------ PASSAGE GIVEN ------

Jan. 8th, 2011

Woke up this morning in Kumamoto. The Toyoko Inn here, despite having that nice dinner curry service, had a pretty lousy breakfast. Oh well. They were nice and let us keep our bags here while we went to the castle.

BTW, Kumamoto station is under construction, which is why I have no photos of it, sadly. BUT instead I have photos of these adorable animal-thingies they use to prop up the railings that sequester off construction areas:


Frogs!


And uh... other animals?

Ridiculously cute. Almost makes you not feel angry at the construction site.

We took the tram from the station to the castle, and I don't remember the timing, plus it's not a real train, so it doesn't count :P

Kumamoto Castle turns out to be relatively boring, most of it is a reconstruction of the original so a lot of the inside just feels like a museum and not so much a real castle. It's basically all about Kiyomasa Katoh. The thing is that they make him sound like this great guy who did a lot for the region... and not so much a crazy bloodthirsty man. And he wore a ridiculous hat.

I don't regret going, but I gotta say, it's not really worth making a trip to Kumamoto just to see this castle unless you are collecting them all.


View from the top of the main tower.


With the castle mascot thingy at the photo point.


I'm Kiyomasa the three-armed lord of Kumamoto!

------

§ **STATED GOAL**: In the Kumamoto travel entry, rewrite the stretch from "Kumamoto Castle turns" through "the main tower.", substituting "rather dull" for "relatively boring".

------ RAW DATA ------

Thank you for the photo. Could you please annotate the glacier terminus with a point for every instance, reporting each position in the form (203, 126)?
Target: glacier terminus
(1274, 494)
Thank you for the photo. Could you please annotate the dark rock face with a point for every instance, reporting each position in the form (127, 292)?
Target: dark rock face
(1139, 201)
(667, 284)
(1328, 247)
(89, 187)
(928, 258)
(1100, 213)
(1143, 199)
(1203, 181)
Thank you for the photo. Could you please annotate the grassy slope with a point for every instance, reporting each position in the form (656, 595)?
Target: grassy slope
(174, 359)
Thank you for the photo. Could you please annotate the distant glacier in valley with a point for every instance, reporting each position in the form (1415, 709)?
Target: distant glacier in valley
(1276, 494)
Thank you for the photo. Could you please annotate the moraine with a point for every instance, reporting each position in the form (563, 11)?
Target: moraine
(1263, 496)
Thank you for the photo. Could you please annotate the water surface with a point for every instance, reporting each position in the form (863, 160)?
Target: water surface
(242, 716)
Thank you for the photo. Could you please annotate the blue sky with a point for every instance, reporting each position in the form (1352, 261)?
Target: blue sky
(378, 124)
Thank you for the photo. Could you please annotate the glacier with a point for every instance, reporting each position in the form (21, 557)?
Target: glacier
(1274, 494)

------

§ **ANSWER BELOW**:
Kumamoto Castle turns out to be rather dull, most of it is a reconstruction of the original so a lot of the inside just feels like a museum and not so much a real castle. It's basically all about Kiyomasa Katoh. The thing is that they make him sound like this great guy who did a lot for the region... and not so much a crazy bloodthirsty man. And he wore a ridiculous hat.

I don't regret going, but I gotta say, it's not really worth making a trip to Kumamoto just to see this castle unless you are collecting them all.


View from the top of the main tower.